**Consigne 1**
Reprends les enregistrements depuis leur début jusqu'à la ligne contenant « 224, 155, 261]] », celle-ci comprise, en substituant « beige wall » à « white wall » sans rien modifier d'autre. Laisse les images hors de ta réponse.

#####

# comment passer des fichiers et dossiers en CHMOD 777



## Nebuchad34 (26 Avril 2006)

Bonsoir,
je viens de switcher, et je vais beintôt devoir faire la présentation sur le MacBook Pro d'un site que j'ai conçu sous DreamWeaver. Ayant utilisé des scripts Php qui font appels à des bases de données, j'ai installé MAMP sur le mac pour ne pa sm'embêter à activer les trucs intégrés à OS X.

Bref, ça fonctionne très bien du côté de MAMP, mais un script (freenews) nécessite que certains fichiers soient passés en CHMOD 777 sur des machines UNIX.

Dans le terminal, je n'ai pas compris comment faire
j'ai donc téléchargé Bat Chmod, mais je ne vois rien qui soit relatif à un CHMOD 777.

Je n'y connais absolument rien, j'ai juste compris que ce CHMOD sert apparemment à la gestion des droits de modfication des fichiers

Alors, please Help !


----------



## Pierre-Jean GOULIER (27 Avril 2006)

Nebuchad34 a dit:
			
		

> Je n'y connais absolument rien, j'ai juste compris que ce CHMOD sert apparemment à la gestion des droits de modfication des fichiers
> 
> Alors, please Help !



Ok ! C'est très simple.

1) Ouvre le Terminal.

#####

**Consigne 2**
Transcris à l'identique le passage de la discussion sur le CHMOD 777 qui commence par les mots « ## Nebuchad34 (26 » et se termine par « intégrés à OS X. ».

**Données fournies**
#####

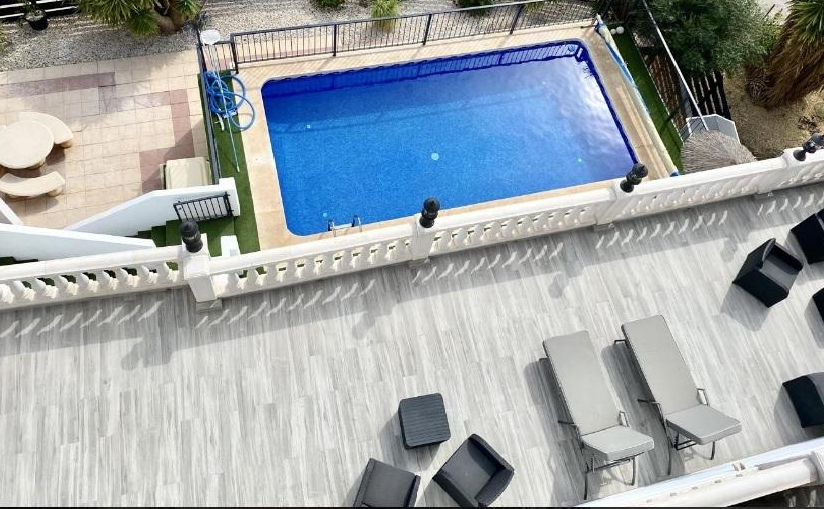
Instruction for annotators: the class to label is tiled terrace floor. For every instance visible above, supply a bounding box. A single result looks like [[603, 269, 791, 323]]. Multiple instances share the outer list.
[[0, 186, 824, 506], [0, 51, 207, 228]]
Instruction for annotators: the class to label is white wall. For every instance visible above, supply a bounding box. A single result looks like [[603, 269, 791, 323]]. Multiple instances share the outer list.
[[0, 196, 23, 225], [66, 178, 240, 235], [0, 224, 155, 261]]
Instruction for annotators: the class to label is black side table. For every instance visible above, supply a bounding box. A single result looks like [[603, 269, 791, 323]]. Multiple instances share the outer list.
[[790, 211, 824, 263], [398, 393, 452, 449]]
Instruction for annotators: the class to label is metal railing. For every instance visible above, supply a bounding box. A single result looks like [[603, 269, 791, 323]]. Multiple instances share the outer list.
[[174, 193, 233, 221], [602, 0, 707, 147], [0, 0, 77, 22], [200, 0, 611, 72]]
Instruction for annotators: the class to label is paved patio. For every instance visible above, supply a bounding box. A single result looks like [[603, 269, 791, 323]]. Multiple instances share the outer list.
[[0, 186, 824, 505], [0, 51, 208, 228]]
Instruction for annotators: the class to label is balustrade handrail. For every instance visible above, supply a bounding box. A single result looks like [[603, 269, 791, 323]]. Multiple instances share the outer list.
[[0, 246, 182, 284], [0, 150, 824, 309], [210, 224, 413, 274]]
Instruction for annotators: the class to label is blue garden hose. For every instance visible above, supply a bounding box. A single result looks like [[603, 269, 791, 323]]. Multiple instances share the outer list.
[[203, 71, 257, 131]]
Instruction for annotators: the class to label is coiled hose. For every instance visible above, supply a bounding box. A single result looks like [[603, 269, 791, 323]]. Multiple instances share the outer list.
[[203, 71, 257, 131]]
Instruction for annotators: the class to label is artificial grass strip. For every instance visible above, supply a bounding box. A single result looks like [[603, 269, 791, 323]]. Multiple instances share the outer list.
[[612, 31, 683, 168]]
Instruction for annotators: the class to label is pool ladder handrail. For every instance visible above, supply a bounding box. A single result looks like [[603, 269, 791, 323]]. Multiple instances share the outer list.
[[326, 214, 363, 237]]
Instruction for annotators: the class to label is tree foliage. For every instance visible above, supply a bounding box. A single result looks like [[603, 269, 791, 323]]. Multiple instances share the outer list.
[[764, 0, 824, 108], [77, 0, 201, 36], [650, 0, 776, 75]]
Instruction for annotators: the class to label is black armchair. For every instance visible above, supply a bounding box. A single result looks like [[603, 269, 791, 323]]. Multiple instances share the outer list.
[[783, 373, 824, 428], [433, 435, 515, 507], [790, 210, 824, 263], [352, 458, 421, 507], [733, 239, 804, 307]]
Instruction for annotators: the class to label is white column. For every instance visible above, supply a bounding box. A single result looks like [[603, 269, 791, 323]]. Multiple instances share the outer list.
[[180, 234, 220, 308]]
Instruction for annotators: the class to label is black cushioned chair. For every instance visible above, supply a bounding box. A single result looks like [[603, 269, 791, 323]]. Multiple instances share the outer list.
[[433, 435, 515, 507], [733, 239, 804, 307], [790, 210, 824, 263], [783, 373, 824, 428], [353, 458, 421, 507]]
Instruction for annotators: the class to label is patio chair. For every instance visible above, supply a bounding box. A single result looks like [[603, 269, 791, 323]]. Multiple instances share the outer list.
[[352, 458, 421, 507], [782, 373, 824, 428], [0, 171, 66, 198], [544, 331, 655, 499], [616, 315, 741, 475], [20, 111, 74, 148], [790, 210, 824, 263], [432, 435, 515, 507], [733, 239, 804, 307]]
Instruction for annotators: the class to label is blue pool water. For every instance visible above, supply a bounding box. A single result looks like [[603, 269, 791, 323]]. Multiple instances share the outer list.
[[263, 43, 636, 235]]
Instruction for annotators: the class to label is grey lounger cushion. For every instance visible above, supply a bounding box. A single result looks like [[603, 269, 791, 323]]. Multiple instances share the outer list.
[[667, 405, 741, 445], [621, 315, 741, 444], [582, 426, 655, 462], [544, 331, 654, 461]]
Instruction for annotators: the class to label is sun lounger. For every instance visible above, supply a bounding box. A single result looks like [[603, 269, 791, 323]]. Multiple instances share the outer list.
[[617, 315, 741, 474], [0, 172, 66, 198], [20, 111, 74, 148], [544, 332, 654, 499]]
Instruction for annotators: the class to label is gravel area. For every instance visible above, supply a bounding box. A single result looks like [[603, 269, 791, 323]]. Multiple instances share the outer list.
[[724, 72, 824, 159], [0, 0, 454, 71]]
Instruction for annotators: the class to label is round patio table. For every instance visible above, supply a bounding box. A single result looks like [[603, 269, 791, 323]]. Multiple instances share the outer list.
[[0, 120, 54, 170]]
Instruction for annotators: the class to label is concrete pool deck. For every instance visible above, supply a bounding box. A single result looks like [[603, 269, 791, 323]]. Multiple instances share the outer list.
[[239, 23, 670, 249]]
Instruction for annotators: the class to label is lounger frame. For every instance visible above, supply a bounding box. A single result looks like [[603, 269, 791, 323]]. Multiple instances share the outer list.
[[613, 333, 716, 475]]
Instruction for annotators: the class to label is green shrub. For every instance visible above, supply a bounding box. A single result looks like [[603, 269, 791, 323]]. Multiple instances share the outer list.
[[76, 0, 202, 36], [315, 0, 346, 9], [650, 0, 776, 75], [372, 0, 398, 32]]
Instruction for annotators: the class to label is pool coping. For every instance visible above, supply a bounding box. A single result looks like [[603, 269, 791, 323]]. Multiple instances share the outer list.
[[239, 23, 669, 249]]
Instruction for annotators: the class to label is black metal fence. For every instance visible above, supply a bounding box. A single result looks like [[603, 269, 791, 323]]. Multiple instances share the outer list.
[[602, 0, 706, 143], [0, 0, 77, 22], [175, 193, 232, 221], [207, 0, 611, 72]]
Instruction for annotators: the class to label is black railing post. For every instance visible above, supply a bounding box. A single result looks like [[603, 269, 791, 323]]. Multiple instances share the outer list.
[[423, 12, 432, 46], [229, 35, 240, 74], [595, 0, 612, 17], [223, 193, 235, 216], [509, 4, 524, 35]]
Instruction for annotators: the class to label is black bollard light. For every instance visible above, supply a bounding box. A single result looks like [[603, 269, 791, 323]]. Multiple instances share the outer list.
[[621, 163, 649, 193], [418, 198, 441, 228], [180, 220, 203, 253], [793, 138, 818, 161]]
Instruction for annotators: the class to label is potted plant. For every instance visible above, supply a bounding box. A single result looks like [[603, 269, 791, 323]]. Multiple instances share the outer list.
[[23, 0, 49, 31]]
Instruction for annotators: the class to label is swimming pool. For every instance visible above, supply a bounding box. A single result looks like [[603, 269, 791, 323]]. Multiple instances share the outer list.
[[262, 42, 637, 235]]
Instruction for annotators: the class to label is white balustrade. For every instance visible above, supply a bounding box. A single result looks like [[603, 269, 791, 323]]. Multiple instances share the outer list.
[[0, 247, 186, 309], [0, 144, 824, 310]]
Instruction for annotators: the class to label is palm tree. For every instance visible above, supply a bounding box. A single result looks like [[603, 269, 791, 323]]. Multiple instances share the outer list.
[[77, 0, 201, 35], [764, 0, 824, 108]]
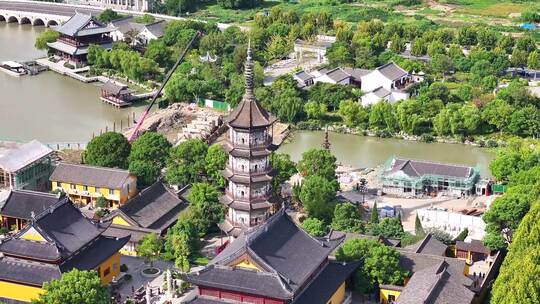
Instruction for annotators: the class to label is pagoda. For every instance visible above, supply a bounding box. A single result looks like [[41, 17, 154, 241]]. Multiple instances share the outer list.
[[219, 45, 280, 237]]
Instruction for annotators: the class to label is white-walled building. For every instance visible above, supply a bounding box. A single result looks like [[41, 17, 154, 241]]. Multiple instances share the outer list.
[[77, 0, 155, 12], [110, 16, 166, 45], [361, 62, 423, 107]]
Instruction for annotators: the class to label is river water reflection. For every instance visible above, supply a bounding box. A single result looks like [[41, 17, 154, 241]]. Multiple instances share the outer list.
[[0, 22, 142, 143], [280, 131, 495, 176]]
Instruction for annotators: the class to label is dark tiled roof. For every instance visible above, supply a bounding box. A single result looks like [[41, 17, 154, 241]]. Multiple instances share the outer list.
[[0, 257, 60, 287], [294, 70, 313, 81], [188, 296, 229, 304], [145, 20, 166, 38], [0, 238, 62, 262], [212, 209, 343, 289], [0, 190, 63, 220], [119, 182, 187, 230], [186, 265, 292, 299], [397, 248, 472, 287], [377, 62, 409, 80], [293, 261, 360, 304], [226, 97, 276, 129], [50, 163, 129, 189], [371, 87, 390, 98], [101, 80, 131, 95], [60, 235, 129, 272], [406, 233, 448, 256], [103, 224, 149, 243], [31, 203, 110, 256], [326, 68, 351, 82], [397, 261, 474, 304], [456, 240, 490, 254], [385, 158, 473, 178], [55, 13, 113, 36], [342, 67, 371, 81]]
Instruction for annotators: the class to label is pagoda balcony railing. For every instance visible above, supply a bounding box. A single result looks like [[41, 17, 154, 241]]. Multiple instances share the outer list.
[[229, 136, 272, 149], [57, 37, 113, 47], [225, 190, 272, 202], [227, 165, 271, 175]]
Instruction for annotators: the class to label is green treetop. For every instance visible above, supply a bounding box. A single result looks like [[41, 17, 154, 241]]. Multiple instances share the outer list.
[[84, 132, 131, 169], [32, 269, 111, 304]]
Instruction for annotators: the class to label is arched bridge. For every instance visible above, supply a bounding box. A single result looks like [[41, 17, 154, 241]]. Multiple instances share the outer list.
[[0, 0, 102, 27]]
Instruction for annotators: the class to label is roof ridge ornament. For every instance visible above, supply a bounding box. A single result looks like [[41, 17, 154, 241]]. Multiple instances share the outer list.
[[244, 39, 254, 96]]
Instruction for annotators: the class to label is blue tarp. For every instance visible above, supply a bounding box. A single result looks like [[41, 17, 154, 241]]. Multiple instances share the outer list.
[[521, 23, 536, 30]]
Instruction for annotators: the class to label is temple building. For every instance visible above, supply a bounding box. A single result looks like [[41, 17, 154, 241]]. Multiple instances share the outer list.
[[105, 181, 188, 256], [184, 208, 360, 304], [47, 13, 114, 64], [50, 163, 138, 208], [0, 197, 129, 302], [0, 190, 65, 231], [0, 140, 54, 191], [219, 47, 280, 237]]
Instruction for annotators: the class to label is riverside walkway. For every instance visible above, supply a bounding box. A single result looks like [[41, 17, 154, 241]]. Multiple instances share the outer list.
[[0, 0, 243, 31]]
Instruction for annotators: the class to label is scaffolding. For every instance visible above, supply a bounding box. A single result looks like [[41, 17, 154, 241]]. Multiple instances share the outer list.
[[379, 157, 480, 197]]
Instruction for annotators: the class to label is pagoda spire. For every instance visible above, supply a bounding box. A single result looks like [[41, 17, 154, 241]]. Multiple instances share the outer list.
[[322, 126, 330, 150], [244, 39, 254, 96]]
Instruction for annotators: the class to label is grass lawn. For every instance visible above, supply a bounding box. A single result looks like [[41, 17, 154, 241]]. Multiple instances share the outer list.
[[448, 0, 535, 17]]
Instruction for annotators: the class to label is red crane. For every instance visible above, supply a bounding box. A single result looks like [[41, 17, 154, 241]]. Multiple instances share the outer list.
[[128, 32, 202, 143]]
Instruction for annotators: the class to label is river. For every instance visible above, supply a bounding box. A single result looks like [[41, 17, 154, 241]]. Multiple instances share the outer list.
[[0, 22, 142, 143], [279, 131, 495, 177]]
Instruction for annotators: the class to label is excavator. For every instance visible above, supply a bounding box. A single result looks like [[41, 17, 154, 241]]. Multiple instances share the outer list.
[[128, 32, 202, 143]]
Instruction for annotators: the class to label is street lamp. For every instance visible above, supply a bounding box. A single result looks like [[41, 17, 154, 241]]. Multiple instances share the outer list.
[[357, 178, 368, 205]]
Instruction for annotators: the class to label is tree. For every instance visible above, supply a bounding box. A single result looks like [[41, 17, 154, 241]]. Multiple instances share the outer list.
[[135, 14, 156, 24], [32, 268, 111, 304], [490, 201, 540, 304], [300, 175, 336, 223], [84, 132, 131, 169], [426, 228, 454, 245], [482, 98, 514, 132], [369, 100, 397, 131], [304, 101, 326, 119], [331, 202, 364, 233], [370, 217, 403, 239], [166, 139, 208, 185], [369, 202, 379, 225], [137, 233, 163, 268], [270, 152, 298, 195], [338, 99, 369, 127], [144, 40, 173, 68], [414, 214, 426, 237], [165, 214, 199, 272], [431, 54, 454, 77], [302, 218, 328, 237], [34, 29, 60, 50], [217, 0, 263, 9], [528, 51, 540, 70], [205, 145, 229, 187], [297, 149, 337, 183], [98, 8, 123, 23], [326, 42, 354, 66], [128, 132, 172, 188], [336, 238, 408, 294], [188, 183, 225, 235], [454, 228, 469, 242]]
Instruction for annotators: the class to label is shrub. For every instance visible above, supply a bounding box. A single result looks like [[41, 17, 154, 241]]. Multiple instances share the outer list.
[[120, 264, 128, 272]]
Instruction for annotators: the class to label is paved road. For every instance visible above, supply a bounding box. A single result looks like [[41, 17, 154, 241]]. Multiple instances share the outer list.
[[0, 0, 243, 31], [0, 0, 102, 16]]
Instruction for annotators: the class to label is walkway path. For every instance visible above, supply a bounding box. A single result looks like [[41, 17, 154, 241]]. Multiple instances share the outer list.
[[0, 0, 249, 31]]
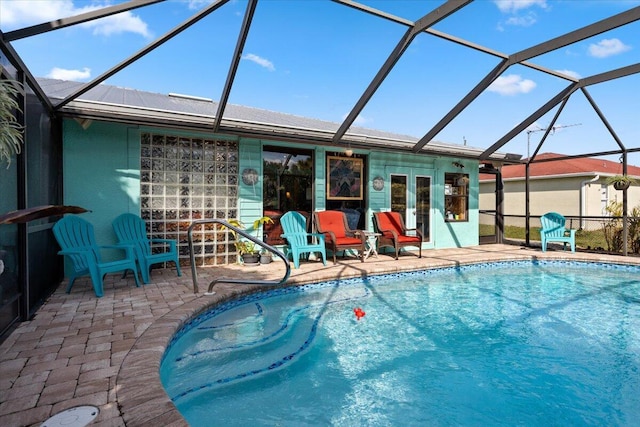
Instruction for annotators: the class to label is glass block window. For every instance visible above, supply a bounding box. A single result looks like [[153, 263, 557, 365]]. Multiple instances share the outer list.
[[140, 133, 238, 266]]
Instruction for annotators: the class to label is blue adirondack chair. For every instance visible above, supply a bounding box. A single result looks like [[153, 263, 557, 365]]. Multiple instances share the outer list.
[[112, 213, 182, 283], [280, 211, 327, 268], [540, 212, 576, 252], [53, 216, 140, 297]]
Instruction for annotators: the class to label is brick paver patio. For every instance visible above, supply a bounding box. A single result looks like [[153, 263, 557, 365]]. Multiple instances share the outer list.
[[0, 245, 640, 427]]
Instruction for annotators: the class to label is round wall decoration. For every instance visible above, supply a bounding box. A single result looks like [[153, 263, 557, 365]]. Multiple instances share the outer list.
[[373, 176, 384, 191], [242, 168, 258, 185]]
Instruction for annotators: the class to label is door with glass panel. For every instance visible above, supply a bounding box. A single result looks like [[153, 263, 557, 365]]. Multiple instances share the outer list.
[[390, 172, 431, 242]]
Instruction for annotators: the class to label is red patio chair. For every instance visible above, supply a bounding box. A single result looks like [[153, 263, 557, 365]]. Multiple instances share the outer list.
[[373, 212, 423, 259], [313, 211, 366, 264]]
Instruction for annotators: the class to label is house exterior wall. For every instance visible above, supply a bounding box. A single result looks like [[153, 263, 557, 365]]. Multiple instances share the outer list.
[[63, 119, 479, 268], [63, 120, 140, 245]]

#####

**Résultat final 1**
Instruction for annotators: the class to label is tiled terrace floor. For every instance visible above, supply a bounding box. A single result looks like [[603, 269, 791, 323]]. Multiple instances share the outer list.
[[0, 186, 824, 506], [0, 51, 207, 228]]
Instruction for annotators: the class to label is beige wall. For every instance visible above, supply a bounding box. A single result looks like [[603, 269, 791, 323]]. Multiple instances share the outer list.
[[0, 196, 23, 225], [66, 178, 240, 235], [0, 224, 155, 261]]

**Résultat final 2**
## Nebuchad34 (26 Avril 2006)

Bonsoir,
je viens de switcher, et je vais beintôt devoir faire la présentation sur le MacBook Pro d'un site que j'ai conçu sous DreamWeaver. Ayant utilisé des scripts Php qui font appels à des bases de données, j'ai installé MAMP sur le mac pour ne pa sm'embêter à activer les trucs intégrés à OS X.